Ausgangstext ->

Musikalische Vielfalt in Augsburg: Die Sterne, Blue Bendy und Mats Gustafsson sorgen für Begeisterung
Die Brechtnacht zelebriert die Kompromisslosigkeit des Autors Bert Brecht und übersetzt sie in die Musik des Heute. Eine unansehnliche, verlassene Möbelhauskarkasse beherbergt ein Bühnendelta, auf dem ein breites Spektrum von Musikerinnen und Musiker auf individuelle Weise mit traditionellen Hörgewohnheiten bricht. Dass das Konzept aufgeht, beweist eine sehr gut gefüllte Arena in Brechts Kraftklub. Girisha Fernando hat einmal mehr Mut und Geschmack bewiesen und ein Kaleidoskop außergewöhnlicher Musik kuratiert. Zeit zum Durchatmen bleibt wenig, kaum hat sich der schwarze Vorhang vor der einen Bühne gesenkt, hebt er sich auf der neben oder gegenüberliegenden Bühne für den nächsten Ansatz, Konventionen zu zertrümmern.

Zu prüfende Daten ->
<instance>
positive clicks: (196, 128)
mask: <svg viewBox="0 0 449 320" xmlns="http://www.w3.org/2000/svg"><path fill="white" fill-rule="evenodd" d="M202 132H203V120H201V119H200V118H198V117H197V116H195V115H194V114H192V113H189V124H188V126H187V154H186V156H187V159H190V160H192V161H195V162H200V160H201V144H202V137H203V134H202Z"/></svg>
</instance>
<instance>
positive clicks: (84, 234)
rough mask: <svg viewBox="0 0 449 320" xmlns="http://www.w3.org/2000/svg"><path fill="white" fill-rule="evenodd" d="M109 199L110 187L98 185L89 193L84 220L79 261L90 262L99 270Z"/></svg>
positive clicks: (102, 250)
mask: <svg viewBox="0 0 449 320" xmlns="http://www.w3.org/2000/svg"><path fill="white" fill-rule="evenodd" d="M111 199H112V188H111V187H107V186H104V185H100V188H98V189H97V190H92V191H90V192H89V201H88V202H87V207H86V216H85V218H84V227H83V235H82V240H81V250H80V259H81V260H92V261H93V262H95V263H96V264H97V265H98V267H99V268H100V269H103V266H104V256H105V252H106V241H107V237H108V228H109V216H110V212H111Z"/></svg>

Arbeitsauftrag A ->
Was sagt der Text zur Brechtnacht zu diesen Punkten?
(i) In welchem Gebäude sind die Bühnen untergebracht?
(ii) Wer hat das Programm kuratiert?
(iii) Was beweist laut Text, dass das Konzept aufgeht?
Arbeitsauftrag B -> Kannst du aus dem Text zur Brechtnacht den Abschnitt von „Musikalische Vielfalt in“ bis „Konventionen zu zertrümmern.“ wortgetreu wiedergeben?
Für alle Antworten zählt nur der Text zur Brechtnacht, nicht die Zeilen.

Ergebnis A ->
(i) In einer unansehnlichen, verlassenen Möbelhauskarkasse.
(ii) Girisha Fernando.
(iii) Eine sehr gut gefüllte Arena in Brechts Kraftklub.

Ergebnis B ->
Musikalische Vielfalt in Augsburg: Die Sterne, Blue Bendy und Mats Gustafsson sorgen für Begeisterung
Die Brechtnacht zelebriert die Kompromisslosigkeit des Autors Bert Brecht und übersetzt sie in die Musik des Heute. Eine unansehnliche, verlassene Möbelhauskarkasse beherbergt ein Bühnendelta, auf dem ein breites Spektrum von Musikerinnen und Musiker auf individuelle Weise mit traditionellen Hörgewohnheiten bricht. Dass das Konzept aufgeht, beweist eine sehr gut gefüllte Arena in Brechts Kraftklub. Girisha Fernando hat einmal mehr Mut und Geschmack bewiesen und ein Kaleidoskop außergewöhnlicher Musik kuratiert. Zeit zum Durchatmen bleibt wenig, kaum hat sich der schwarze Vorhang vor der einen Bühne gesenkt, hebt er sich auf der neben oder gegenüberliegenden Bühne für den nächsten Ansatz, Konventionen zu zertrümmern.